[[ SUPPLIED ENTRIES open ]]

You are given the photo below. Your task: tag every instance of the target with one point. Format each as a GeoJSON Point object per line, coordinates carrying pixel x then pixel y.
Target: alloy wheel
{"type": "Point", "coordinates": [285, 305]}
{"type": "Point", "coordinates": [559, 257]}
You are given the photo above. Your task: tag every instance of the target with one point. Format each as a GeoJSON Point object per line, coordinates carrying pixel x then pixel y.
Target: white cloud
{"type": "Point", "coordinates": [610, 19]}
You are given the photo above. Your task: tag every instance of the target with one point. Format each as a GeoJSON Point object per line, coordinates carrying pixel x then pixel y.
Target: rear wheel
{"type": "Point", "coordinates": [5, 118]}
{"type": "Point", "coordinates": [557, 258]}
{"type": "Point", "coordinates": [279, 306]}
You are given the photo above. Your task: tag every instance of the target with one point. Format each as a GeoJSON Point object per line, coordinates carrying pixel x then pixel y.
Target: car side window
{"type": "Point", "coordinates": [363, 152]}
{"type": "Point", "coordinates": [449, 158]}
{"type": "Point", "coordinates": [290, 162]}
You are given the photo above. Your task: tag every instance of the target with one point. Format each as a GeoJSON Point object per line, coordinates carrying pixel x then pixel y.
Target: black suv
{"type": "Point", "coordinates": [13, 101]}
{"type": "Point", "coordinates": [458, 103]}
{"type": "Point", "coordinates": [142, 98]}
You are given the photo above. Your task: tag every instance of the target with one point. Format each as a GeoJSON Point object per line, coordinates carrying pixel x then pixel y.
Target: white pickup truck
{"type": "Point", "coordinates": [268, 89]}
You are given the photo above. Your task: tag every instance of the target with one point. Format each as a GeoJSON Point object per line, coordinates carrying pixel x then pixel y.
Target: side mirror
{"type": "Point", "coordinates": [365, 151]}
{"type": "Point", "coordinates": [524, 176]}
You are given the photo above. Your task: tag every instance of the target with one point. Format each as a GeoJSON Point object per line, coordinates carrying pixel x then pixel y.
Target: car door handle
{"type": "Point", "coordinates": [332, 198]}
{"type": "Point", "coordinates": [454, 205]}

[[ SUPPLIED ENTRIES closed ]]

§ **ASSIGNMENT**
All of the lines above are to be restated word for word.

§ **RESULT OF THE TASK**
You are given the photo below. Your task: tag every instance of the target with one point. Format each as a GeoJSON Point object per line, coordinates carrying pixel x then pixel y.
Target: alloy wheel
{"type": "Point", "coordinates": [285, 305]}
{"type": "Point", "coordinates": [559, 257]}
You are given the photo above. Your task: tag every instance of the target with one point. Format each as a GeoJSON Point object per line, coordinates carrying pixel x then pixel y.
Target: white cloud
{"type": "Point", "coordinates": [610, 19]}
You are given the photo above. Your task: tag every instance of the target with one point. Format each as a GeoJSON Point object per line, coordinates carrying pixel x then pixel y.
Target: rear wheel
{"type": "Point", "coordinates": [5, 118]}
{"type": "Point", "coordinates": [557, 258]}
{"type": "Point", "coordinates": [279, 306]}
You are given the photo above. Your task: tag every instance of the target with one point. Format each as a GeoJSON Point object per line, coordinates carrying pixel x then pixel y.
Target: car side window
{"type": "Point", "coordinates": [363, 152]}
{"type": "Point", "coordinates": [449, 158]}
{"type": "Point", "coordinates": [290, 162]}
You are given the photo above. Your task: tag every instance of the target with one point. Format each as a GeoJSON Point object per line, coordinates carrying pixel x then pixel y.
Target: black suv
{"type": "Point", "coordinates": [13, 101]}
{"type": "Point", "coordinates": [458, 103]}
{"type": "Point", "coordinates": [142, 98]}
You are given the photo above. Your task: tag every instance of the target with one point. Format each as a GeoJSON Point object per line, coordinates carrying pixel x then pixel y.
Target: white pickup truck
{"type": "Point", "coordinates": [268, 89]}
You are given the photo above. Your task: tag every instance of the target with one point. Format each as a GeoJSON Point object per line, coordinates carrying pixel x then pixel y.
Target: side mirror
{"type": "Point", "coordinates": [365, 151]}
{"type": "Point", "coordinates": [524, 176]}
You are given the photo above. Your task: tag every instance of the target with one point. Format each as a GeoJSON Point object per line, coordinates carrying pixel x then pixel y.
Target: car door handle
{"type": "Point", "coordinates": [332, 198]}
{"type": "Point", "coordinates": [454, 205]}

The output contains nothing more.